Written instruction 1 –
Decide whether each statement below agrees with the forum reply about DMA and MmProbeAndLockPages. Give yes or no for each and quote the words from the reply that settle it.
(a) The reply names calling MmProbeAndLockPages without an exception frame as the direct cause of the problem.
(b) The reply says a user-mode address still has meaning inside a system thread.
(c) The reply says that getting an exception from MmProbeAndLockPages means the locking failed.

───── Provided passage

This cannot work if the address you give it is the user address. You have
not said if you are trying to use the user-mode address for your DMA or you
are using the internal address of a buffer you are allocating, and you do
not say how you are allocating it, so we don’t know if it is a physically
contiguous buffer or just a “buffer”, which can be scattered over many
discontiguous pages, which means you have to deal with scatter/gather DMA.
*****

in ISR routine I put to dpc queue to let Dpc generate event which will wakes
system thread up.

after system thread routine got this event, this routine allocates MDL with
IoAllocateMdl

****
What good is this going to do? You are “years” (in computer time) too late
to do anything with a user-mode address at this point. It has no meaning
whatsoever in a system thread.
****

and after that I tried to Lock Memory with MmProbeAndLockPages
But after that I got exception with 0xc0000005.

****
First, if you do MmProbeAndLockPages you need to do it in the context of an
exception frame to capture any exceptions so you don’t get a BSOD. Note
that if you get an exception, it means your locking failed, and you cannot
complete the I/O. Note also that MmProbeAndLockPages is probably going to
fail because you are not using the MDL in the IRP (if direct I/O) or the MDL
you allocated in your top-level dispatch routine (if using “mode neither”,
but one you have “allocated” (and you do not tell use how you got the
parameters for allocating it!) and tried to initialize by using some
nonsense random number (aka “the user-mode address”) in a context in which
this address is pretty much guaranteed to be complete nonsense.
****

I want to know what is causing this problem.

****
You are not using Direct I/O would be a good first guess. Allocating your
own MDL in a context in which the user address is a meaningless random
number is a likely contributor. Storing a user-mode address is the most
fatal aspect I can identify. Doing an MmProbeAndLockPages without an
exception frame is the direct cause.

──────────
───── Data

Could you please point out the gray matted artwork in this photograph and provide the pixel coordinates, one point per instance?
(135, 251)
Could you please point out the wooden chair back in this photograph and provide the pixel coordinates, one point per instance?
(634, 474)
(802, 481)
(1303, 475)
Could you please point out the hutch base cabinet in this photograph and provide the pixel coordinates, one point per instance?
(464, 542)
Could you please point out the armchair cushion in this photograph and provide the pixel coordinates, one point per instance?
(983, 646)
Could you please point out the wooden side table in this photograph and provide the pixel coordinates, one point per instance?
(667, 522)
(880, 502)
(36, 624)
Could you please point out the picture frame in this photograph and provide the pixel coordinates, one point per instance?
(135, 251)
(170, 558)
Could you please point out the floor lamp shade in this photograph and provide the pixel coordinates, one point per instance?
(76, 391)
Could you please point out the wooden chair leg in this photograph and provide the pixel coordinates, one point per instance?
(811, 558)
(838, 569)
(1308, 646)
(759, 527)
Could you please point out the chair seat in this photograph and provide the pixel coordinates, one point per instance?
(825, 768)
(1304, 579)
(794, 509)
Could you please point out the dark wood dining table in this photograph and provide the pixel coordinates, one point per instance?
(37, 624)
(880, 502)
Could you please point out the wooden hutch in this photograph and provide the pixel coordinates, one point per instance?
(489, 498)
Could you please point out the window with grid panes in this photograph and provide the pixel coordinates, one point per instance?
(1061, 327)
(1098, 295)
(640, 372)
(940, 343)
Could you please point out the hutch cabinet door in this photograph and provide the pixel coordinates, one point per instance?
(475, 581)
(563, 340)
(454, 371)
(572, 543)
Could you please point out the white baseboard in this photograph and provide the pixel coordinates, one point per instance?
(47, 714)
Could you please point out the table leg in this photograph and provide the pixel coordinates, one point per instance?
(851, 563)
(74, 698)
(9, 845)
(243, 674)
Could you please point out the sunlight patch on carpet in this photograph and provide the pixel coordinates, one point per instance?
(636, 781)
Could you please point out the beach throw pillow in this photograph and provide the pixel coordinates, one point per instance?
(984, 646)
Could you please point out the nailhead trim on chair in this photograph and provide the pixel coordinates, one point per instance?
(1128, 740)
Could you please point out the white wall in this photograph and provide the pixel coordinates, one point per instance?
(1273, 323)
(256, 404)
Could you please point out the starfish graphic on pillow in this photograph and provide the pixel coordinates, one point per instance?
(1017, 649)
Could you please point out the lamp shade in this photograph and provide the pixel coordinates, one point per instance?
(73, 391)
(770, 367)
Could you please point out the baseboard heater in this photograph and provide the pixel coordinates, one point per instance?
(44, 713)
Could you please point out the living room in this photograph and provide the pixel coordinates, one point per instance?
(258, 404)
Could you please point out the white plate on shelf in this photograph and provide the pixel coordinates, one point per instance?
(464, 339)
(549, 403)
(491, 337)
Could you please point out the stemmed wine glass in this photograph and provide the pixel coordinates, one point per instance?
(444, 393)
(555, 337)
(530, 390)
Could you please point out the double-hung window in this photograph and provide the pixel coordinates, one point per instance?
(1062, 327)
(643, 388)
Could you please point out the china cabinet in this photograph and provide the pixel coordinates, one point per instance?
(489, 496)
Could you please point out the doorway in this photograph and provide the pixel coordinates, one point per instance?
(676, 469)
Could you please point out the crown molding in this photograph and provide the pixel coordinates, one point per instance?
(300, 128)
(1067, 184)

──────────
───── Data

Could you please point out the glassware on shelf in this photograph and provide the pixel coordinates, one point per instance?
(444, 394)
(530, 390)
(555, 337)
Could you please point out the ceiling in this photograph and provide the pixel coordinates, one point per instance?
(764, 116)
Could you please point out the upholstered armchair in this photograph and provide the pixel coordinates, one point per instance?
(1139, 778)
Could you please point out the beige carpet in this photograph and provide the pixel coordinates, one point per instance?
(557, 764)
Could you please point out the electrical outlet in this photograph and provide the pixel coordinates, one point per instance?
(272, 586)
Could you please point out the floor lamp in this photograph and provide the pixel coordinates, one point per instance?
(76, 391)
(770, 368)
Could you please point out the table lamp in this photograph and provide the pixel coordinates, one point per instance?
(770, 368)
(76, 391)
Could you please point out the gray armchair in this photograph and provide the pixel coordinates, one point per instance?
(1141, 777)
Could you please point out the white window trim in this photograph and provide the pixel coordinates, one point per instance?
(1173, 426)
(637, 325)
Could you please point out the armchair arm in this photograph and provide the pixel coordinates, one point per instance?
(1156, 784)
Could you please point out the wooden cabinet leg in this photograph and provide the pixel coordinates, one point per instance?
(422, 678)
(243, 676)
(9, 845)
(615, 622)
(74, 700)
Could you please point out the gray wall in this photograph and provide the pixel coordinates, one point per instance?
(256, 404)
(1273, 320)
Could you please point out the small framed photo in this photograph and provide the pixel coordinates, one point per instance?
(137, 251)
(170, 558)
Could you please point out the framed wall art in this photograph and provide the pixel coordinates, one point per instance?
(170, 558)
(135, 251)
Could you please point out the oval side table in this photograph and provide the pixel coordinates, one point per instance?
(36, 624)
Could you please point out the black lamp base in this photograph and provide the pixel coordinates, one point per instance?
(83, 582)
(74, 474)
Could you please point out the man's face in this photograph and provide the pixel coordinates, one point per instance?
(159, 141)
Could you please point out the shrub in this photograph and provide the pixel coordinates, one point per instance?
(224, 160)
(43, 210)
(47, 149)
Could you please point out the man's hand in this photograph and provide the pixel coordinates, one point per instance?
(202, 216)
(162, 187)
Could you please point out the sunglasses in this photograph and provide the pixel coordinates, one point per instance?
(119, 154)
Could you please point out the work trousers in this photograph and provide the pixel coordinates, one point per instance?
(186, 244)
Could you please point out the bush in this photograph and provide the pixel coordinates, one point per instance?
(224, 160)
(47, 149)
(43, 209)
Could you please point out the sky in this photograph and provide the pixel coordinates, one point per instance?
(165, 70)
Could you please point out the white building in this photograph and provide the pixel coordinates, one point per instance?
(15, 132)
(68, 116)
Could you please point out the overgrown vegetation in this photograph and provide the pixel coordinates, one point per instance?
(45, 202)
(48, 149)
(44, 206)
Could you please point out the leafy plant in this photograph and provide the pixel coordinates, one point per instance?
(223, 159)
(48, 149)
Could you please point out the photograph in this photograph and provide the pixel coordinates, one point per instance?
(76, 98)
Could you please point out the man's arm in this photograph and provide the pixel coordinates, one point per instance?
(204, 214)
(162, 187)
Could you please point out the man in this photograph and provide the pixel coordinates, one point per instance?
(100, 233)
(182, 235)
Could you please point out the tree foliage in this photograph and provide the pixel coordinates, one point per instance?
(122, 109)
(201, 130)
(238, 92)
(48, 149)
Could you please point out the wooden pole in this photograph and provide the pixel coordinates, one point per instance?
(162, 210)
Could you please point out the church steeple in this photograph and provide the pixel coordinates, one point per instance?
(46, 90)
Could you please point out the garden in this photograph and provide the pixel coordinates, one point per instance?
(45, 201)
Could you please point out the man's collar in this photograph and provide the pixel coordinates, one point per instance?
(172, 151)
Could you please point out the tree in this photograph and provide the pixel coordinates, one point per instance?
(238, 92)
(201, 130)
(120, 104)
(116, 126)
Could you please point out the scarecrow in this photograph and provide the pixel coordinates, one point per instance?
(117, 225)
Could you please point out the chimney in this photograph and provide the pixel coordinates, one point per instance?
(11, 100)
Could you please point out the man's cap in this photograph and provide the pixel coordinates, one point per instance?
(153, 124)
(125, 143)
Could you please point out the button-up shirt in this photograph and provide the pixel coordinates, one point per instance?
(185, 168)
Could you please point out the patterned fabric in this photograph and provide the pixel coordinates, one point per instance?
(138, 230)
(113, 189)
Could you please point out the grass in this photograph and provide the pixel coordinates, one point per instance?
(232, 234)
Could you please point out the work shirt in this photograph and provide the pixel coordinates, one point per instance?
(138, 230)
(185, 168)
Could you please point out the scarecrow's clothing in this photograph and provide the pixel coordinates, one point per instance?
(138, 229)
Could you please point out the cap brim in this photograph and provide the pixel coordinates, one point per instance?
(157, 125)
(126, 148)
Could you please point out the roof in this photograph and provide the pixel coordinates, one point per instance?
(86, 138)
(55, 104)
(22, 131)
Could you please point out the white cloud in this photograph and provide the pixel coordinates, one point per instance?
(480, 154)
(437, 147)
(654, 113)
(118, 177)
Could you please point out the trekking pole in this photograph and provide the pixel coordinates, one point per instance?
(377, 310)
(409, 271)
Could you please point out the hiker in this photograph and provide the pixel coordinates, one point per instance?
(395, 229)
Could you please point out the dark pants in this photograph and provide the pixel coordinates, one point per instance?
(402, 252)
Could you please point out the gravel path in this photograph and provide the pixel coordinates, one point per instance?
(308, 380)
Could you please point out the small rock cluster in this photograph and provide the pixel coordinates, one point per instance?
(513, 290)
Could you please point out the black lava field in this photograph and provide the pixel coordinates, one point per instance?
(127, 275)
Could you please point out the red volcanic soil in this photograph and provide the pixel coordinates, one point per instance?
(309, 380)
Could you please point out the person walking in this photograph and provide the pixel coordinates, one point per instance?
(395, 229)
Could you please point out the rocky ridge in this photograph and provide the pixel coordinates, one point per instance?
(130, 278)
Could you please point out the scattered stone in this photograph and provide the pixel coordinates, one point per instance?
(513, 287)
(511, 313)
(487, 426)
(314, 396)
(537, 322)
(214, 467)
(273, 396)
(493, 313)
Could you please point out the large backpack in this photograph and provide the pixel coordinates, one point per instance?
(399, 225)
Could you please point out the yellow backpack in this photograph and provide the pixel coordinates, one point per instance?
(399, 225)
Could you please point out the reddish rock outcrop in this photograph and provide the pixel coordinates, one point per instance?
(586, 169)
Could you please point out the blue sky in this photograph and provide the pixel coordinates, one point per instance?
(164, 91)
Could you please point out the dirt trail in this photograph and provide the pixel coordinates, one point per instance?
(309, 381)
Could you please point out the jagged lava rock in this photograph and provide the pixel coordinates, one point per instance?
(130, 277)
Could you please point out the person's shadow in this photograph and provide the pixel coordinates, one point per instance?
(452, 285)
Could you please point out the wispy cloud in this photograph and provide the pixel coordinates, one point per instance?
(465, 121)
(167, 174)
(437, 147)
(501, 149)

──────────
───── Data

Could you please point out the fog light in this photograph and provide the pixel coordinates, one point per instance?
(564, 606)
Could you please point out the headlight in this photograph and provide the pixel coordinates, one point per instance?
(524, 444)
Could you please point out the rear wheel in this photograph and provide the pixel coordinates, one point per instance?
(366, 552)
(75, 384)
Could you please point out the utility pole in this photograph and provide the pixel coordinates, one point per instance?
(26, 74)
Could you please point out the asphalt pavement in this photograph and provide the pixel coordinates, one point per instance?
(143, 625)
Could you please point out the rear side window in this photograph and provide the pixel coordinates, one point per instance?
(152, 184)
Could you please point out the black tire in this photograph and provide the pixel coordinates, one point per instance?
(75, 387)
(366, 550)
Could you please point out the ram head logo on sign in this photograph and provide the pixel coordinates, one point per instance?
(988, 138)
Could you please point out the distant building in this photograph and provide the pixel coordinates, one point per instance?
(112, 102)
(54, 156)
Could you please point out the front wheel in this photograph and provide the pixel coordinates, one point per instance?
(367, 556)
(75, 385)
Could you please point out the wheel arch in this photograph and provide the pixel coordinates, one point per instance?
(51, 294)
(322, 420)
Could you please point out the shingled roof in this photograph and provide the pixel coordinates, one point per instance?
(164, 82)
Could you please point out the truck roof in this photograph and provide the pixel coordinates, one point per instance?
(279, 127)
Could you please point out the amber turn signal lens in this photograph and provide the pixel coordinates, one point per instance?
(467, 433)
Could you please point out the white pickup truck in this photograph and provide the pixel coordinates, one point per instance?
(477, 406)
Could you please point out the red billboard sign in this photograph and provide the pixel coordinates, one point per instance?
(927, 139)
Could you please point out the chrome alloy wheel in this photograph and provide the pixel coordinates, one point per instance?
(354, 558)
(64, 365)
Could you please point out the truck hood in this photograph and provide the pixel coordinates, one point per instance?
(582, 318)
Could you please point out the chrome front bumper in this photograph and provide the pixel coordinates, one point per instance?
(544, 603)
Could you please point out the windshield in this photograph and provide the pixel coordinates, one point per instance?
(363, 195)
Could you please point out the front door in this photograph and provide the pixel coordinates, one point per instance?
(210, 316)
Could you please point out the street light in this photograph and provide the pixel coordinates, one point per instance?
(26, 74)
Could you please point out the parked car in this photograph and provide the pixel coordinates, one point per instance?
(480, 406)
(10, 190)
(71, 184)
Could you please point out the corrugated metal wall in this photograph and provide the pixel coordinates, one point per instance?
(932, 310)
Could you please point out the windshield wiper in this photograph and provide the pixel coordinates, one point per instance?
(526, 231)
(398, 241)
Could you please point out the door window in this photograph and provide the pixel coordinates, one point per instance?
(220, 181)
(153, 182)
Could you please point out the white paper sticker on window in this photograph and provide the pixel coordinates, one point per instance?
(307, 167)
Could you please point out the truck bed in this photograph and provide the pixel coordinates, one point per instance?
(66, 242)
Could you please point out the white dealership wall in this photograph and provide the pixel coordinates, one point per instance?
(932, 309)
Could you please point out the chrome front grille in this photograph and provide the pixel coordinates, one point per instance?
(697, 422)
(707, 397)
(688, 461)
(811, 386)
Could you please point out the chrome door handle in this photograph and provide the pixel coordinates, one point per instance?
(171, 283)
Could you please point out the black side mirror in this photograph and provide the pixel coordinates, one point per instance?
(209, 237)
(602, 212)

──────────

Written instruction 2 – Locate every row containing the string "armchair" and copy each one. Case counts.

Result 1 –
(a) Yes: "Doing an MmProbeAndLockPages without an exception frame is the direct cause."
(b) No: "It has no meaning whatsoever in a system thread."
(c) Yes: "if you get an exception, it means your locking failed"

Result 2 –
Could you please point out the armchair cushion in this photograph and provide the pixel coordinates, one point per instance?
Could you please point out the upholstered armchair in this photograph and provide the pixel coordinates, one point per instance?
Could you please point out the gray armchair in this photograph and provide the pixel coordinates, one point per instance?
Could you please point out the armchair arm in this photograph and provide the pixel coordinates, one point per instance?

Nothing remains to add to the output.